Exercise prompt: Each line from the one that includes "Where can the hillside" to the last line of the data below should be set down exactly; no other lines are wanted.

Dataset:

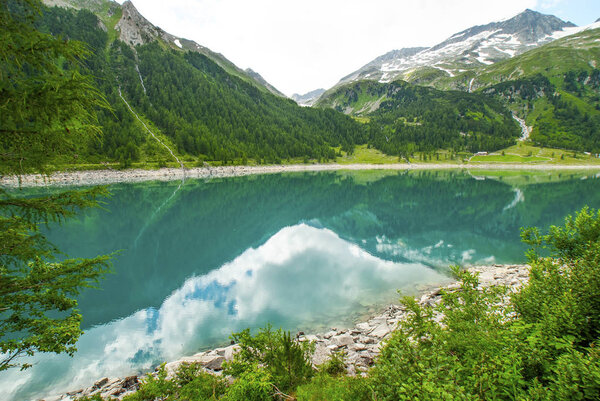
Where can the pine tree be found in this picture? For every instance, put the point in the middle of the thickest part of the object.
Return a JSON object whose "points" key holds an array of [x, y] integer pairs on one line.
{"points": [[47, 109]]}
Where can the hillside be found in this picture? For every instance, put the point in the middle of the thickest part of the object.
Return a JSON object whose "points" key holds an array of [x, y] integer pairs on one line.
{"points": [[127, 24], [403, 118], [467, 50], [188, 99], [554, 87]]}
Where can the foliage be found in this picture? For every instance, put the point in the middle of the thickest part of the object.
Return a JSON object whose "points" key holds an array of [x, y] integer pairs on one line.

Solution:
Where can the hillside be found in this picture? For every instance, put the point in the middle of the thickest part of the object.
Return a JSON object whose "points" key holds an array of [x, y] integer pairs on one line.
{"points": [[127, 24], [403, 118], [467, 50], [188, 99], [554, 87]]}
Where can the foliage be found in this picture? For every instance, put the point in the middle of the thickest part of the object.
Return a JSON object whose "points" key holds an array of [x, y] integer pairs on one line.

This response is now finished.